◆ **Material for this exercise**:
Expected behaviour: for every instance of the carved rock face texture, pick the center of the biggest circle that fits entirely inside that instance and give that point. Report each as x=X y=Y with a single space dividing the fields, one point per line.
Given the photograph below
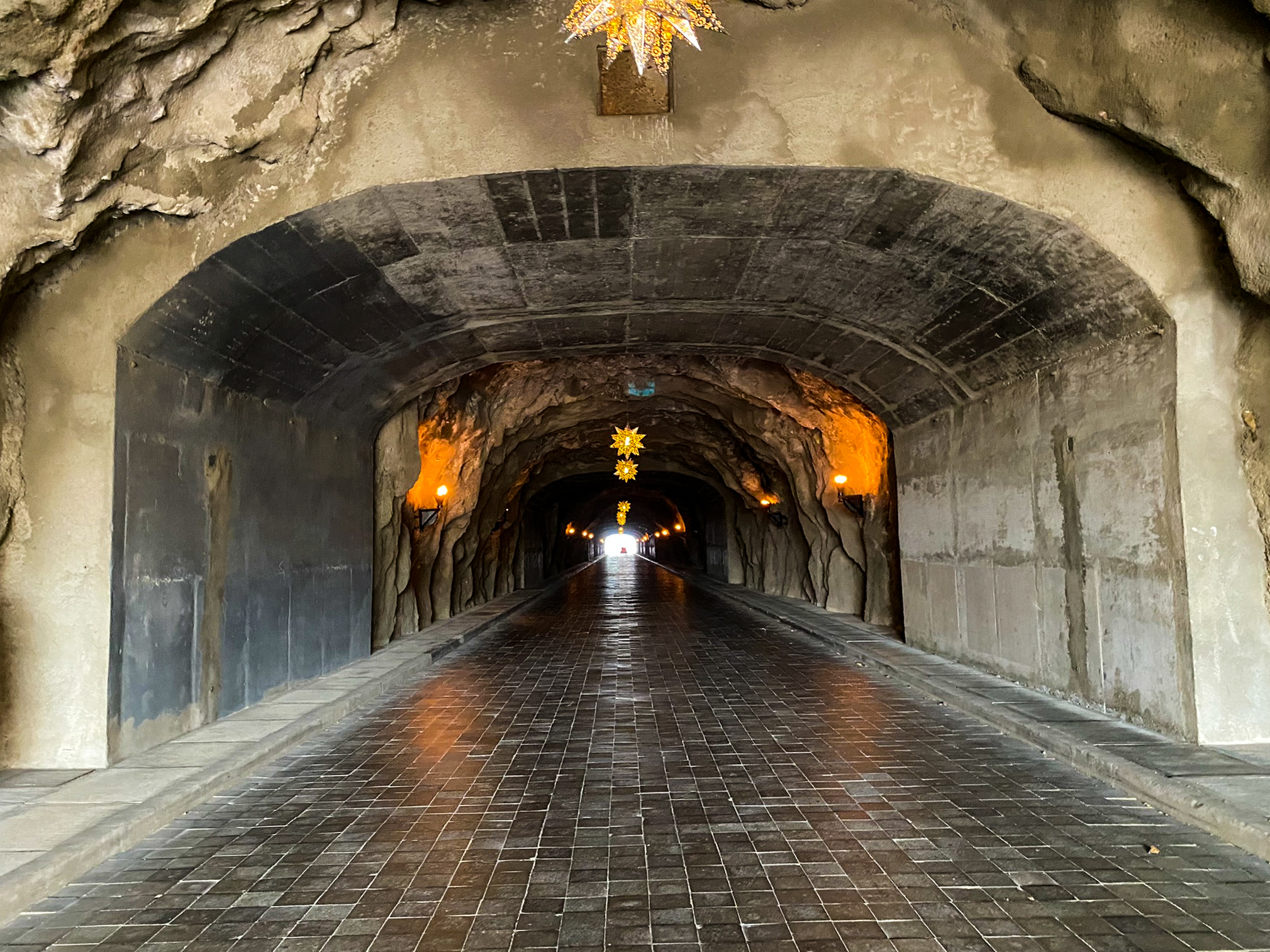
x=910 y=292
x=525 y=452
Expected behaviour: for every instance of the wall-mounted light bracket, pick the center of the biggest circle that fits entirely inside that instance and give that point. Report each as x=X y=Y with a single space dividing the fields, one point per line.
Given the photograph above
x=852 y=503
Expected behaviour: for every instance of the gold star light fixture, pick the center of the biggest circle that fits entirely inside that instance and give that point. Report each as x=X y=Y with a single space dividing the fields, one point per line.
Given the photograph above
x=628 y=442
x=645 y=27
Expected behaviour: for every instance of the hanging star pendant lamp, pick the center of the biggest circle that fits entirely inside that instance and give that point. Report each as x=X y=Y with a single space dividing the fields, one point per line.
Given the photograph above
x=645 y=27
x=628 y=442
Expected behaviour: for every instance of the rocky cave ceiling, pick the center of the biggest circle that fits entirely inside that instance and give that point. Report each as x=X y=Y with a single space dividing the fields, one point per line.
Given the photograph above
x=910 y=292
x=121 y=107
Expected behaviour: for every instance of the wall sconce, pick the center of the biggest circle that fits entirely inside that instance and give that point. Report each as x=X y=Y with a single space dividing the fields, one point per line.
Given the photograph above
x=854 y=503
x=777 y=517
x=427 y=517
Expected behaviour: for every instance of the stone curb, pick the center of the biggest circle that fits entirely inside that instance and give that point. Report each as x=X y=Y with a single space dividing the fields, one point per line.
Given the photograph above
x=1181 y=800
x=41 y=877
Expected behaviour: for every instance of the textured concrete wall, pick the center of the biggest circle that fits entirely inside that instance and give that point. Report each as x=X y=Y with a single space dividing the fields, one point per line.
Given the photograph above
x=243 y=553
x=1040 y=533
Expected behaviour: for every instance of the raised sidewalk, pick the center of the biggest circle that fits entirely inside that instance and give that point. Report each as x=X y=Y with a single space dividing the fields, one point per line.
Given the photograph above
x=56 y=826
x=1222 y=790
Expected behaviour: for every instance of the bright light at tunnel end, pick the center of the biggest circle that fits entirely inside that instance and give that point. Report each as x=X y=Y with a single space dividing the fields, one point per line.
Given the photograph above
x=619 y=543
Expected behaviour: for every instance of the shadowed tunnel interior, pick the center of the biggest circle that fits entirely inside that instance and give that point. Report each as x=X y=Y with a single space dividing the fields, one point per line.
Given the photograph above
x=784 y=336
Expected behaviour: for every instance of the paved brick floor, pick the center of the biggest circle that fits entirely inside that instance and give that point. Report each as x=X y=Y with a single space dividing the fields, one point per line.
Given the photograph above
x=634 y=765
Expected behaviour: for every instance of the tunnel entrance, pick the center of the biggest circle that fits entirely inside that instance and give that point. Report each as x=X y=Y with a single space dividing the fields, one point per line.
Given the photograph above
x=620 y=545
x=849 y=376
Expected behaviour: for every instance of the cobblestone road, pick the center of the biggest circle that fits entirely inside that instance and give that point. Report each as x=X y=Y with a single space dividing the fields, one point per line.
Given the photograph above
x=635 y=765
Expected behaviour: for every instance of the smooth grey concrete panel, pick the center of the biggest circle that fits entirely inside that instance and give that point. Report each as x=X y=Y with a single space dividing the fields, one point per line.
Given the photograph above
x=1040 y=532
x=41 y=827
x=245 y=543
x=125 y=785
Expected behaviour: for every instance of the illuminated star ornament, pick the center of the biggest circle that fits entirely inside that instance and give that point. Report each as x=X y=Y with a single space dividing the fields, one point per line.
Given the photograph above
x=645 y=27
x=628 y=442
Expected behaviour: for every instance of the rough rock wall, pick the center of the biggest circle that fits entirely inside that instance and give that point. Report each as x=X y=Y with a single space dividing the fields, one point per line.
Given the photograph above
x=13 y=521
x=1184 y=79
x=122 y=107
x=754 y=432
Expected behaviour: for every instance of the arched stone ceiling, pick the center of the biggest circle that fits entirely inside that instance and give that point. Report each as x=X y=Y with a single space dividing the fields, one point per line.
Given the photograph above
x=911 y=292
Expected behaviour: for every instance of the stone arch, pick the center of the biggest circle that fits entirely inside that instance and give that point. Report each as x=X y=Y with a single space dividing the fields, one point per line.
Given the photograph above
x=921 y=300
x=911 y=292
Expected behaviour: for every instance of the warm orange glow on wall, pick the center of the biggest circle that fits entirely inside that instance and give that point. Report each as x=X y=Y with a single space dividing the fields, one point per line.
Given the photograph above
x=854 y=440
x=436 y=463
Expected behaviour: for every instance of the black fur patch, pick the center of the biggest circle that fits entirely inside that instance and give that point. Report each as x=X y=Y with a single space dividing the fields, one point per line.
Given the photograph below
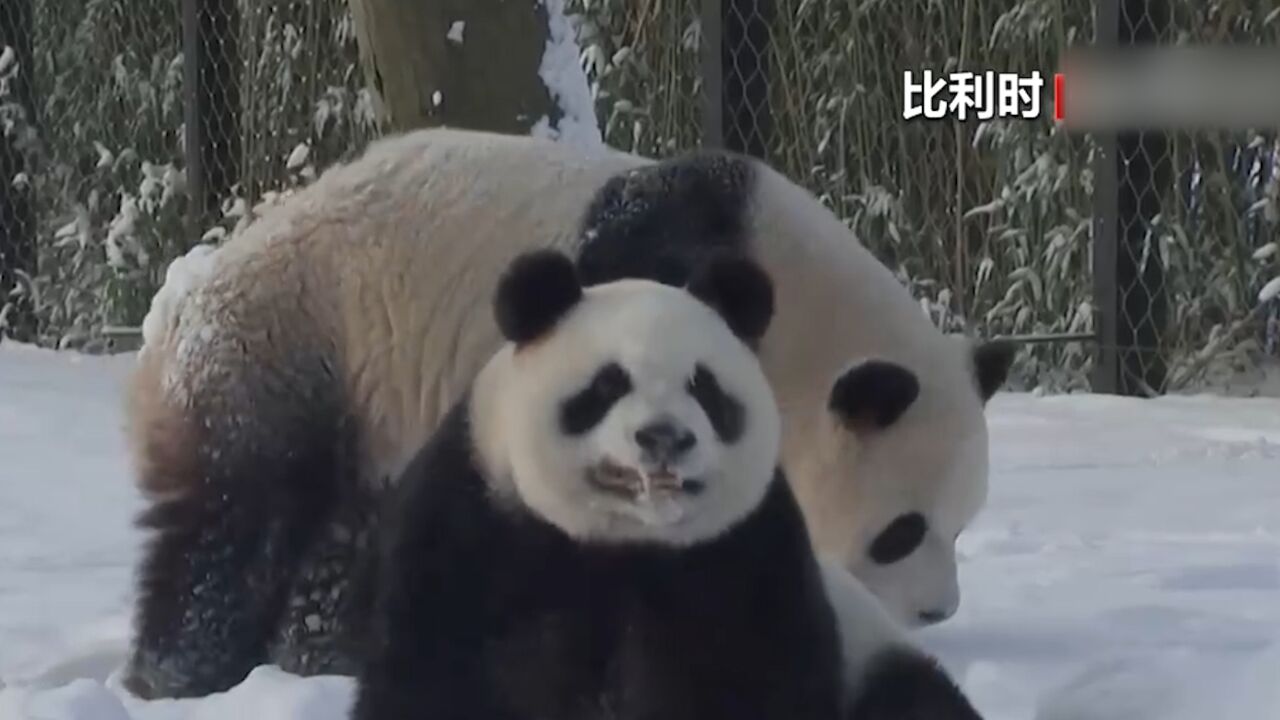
x=488 y=611
x=899 y=540
x=534 y=294
x=661 y=222
x=991 y=363
x=216 y=572
x=873 y=392
x=723 y=410
x=905 y=684
x=588 y=406
x=739 y=290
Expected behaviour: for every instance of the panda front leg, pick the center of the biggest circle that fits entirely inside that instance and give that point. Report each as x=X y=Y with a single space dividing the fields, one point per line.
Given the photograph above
x=240 y=513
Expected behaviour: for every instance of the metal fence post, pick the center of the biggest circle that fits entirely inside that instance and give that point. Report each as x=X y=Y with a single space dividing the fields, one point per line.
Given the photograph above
x=211 y=112
x=712 y=72
x=1133 y=176
x=1106 y=210
x=17 y=205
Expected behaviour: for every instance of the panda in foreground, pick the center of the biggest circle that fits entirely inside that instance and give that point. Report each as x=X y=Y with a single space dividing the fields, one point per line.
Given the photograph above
x=288 y=377
x=599 y=528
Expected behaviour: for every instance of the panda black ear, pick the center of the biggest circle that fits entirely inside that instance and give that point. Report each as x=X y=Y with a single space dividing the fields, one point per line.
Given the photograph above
x=535 y=291
x=991 y=363
x=737 y=288
x=873 y=395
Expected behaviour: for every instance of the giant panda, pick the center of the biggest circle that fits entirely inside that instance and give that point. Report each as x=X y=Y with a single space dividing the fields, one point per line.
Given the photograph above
x=288 y=376
x=599 y=527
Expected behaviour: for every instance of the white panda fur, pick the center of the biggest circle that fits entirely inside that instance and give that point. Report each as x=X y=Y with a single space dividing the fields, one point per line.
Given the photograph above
x=351 y=317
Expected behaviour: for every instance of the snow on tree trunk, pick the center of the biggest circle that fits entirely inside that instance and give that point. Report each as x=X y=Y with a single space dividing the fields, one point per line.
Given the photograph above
x=497 y=65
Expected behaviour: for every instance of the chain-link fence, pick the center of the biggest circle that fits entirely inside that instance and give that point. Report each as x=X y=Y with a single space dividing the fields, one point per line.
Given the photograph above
x=133 y=128
x=1139 y=277
x=115 y=121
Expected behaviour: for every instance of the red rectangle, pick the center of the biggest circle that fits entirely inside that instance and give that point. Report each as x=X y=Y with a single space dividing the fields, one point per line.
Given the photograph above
x=1059 y=101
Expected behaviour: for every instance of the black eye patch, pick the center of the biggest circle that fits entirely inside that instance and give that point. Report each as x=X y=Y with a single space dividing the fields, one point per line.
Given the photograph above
x=899 y=540
x=586 y=408
x=722 y=409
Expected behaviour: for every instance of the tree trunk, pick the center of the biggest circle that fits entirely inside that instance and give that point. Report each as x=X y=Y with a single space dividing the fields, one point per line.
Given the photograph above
x=428 y=69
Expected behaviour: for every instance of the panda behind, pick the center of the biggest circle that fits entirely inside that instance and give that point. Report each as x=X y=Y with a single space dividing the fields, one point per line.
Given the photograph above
x=600 y=529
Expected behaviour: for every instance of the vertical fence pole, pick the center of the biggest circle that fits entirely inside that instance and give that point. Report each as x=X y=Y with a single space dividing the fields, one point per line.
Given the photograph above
x=1106 y=209
x=1132 y=178
x=17 y=205
x=743 y=121
x=712 y=73
x=211 y=106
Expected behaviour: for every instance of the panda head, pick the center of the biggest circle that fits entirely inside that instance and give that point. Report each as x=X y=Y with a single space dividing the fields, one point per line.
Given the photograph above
x=919 y=443
x=630 y=411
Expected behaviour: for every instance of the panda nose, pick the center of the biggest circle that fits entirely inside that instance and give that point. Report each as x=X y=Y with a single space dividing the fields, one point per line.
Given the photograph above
x=664 y=441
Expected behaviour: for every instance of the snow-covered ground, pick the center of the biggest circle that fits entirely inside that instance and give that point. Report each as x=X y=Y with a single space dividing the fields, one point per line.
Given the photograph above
x=1127 y=565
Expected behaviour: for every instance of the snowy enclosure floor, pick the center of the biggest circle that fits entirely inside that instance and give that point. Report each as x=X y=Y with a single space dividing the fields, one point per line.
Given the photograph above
x=1125 y=568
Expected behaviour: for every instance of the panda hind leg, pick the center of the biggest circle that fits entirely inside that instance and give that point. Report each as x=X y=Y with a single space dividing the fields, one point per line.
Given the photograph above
x=329 y=602
x=225 y=546
x=906 y=684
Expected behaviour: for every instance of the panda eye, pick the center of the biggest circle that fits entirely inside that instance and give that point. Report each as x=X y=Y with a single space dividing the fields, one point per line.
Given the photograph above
x=611 y=382
x=723 y=410
x=588 y=406
x=899 y=540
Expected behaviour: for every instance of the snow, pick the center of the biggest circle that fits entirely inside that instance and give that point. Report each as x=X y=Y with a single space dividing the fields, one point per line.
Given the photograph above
x=1270 y=291
x=297 y=156
x=1127 y=564
x=566 y=81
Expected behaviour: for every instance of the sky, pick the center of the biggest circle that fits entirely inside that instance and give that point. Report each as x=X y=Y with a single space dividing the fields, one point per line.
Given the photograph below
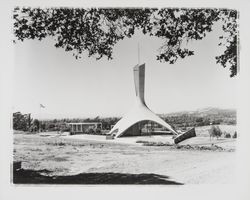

◆ **Exercise instructions**:
Lay out the material from its first line through the line with "x=427 y=517" as a Markdown table with the columns Row and Text, numbering each line and skipping blank ones. Leave the pictures out.

◆ **Output below**:
| Row | Text |
|---|---|
| 1 | Expected behaviour: for every instance of the carved rock face texture, pick the center of the biggest circle that fits entirely inside that instance and give that point. Report each as x=X y=Y with a single space dividing the fields, one point per line. |
| 2 | Given the photograph below |
| 3 | x=910 y=292 |
| 4 | x=525 y=452 |
| 5 | Expected behaviour: for every instance of the wall-mounted light bracket, pick the center of the biggest circle that fits entirely inside that instance and give that point. Report each as x=X y=Y with a single space dividing the fields, one point per line. |
| 6 | Given the photograph above |
| 7 | x=852 y=503 |
| 8 | Expected behaviour: for every instance of the gold star light fixture, pick the center of the biggest circle that fits entirely inside that instance and give that point. Report each as x=X y=Y with a single space dividing the fields, one point per line. |
| 9 | Given the photograph above |
| 10 | x=628 y=442 |
| 11 | x=645 y=27 |
| 12 | Expected behaviour: for every instance of the hanging star pendant lamp, pick the center of the biggest circle that fits entirely inside that instance and give that point. Report each as x=X y=Y with a single space dividing the fields, one point per line. |
| 13 | Given the photograph above |
| 14 | x=645 y=27 |
| 15 | x=628 y=442 |
| 16 | Expected behaviour: for every instance of the rocky cave ceiling, pick the center of the biggest circle that fits entirely inside that instance and give that point. Report each as x=X y=Y with a single space dividing the fields, one point per line. |
| 17 | Given the photograph above |
| 18 | x=910 y=292 |
| 19 | x=121 y=107 |
| 20 | Expected behaviour: for every instance of the wall sconce, pick the center of the biggest circle that fits entirely inside that instance and give that point. Report each as x=X y=Y with a single space dividing the fields, one point per line. |
| 21 | Given the photograph above |
| 22 | x=854 y=503 |
| 23 | x=777 y=517 |
| 24 | x=427 y=517 |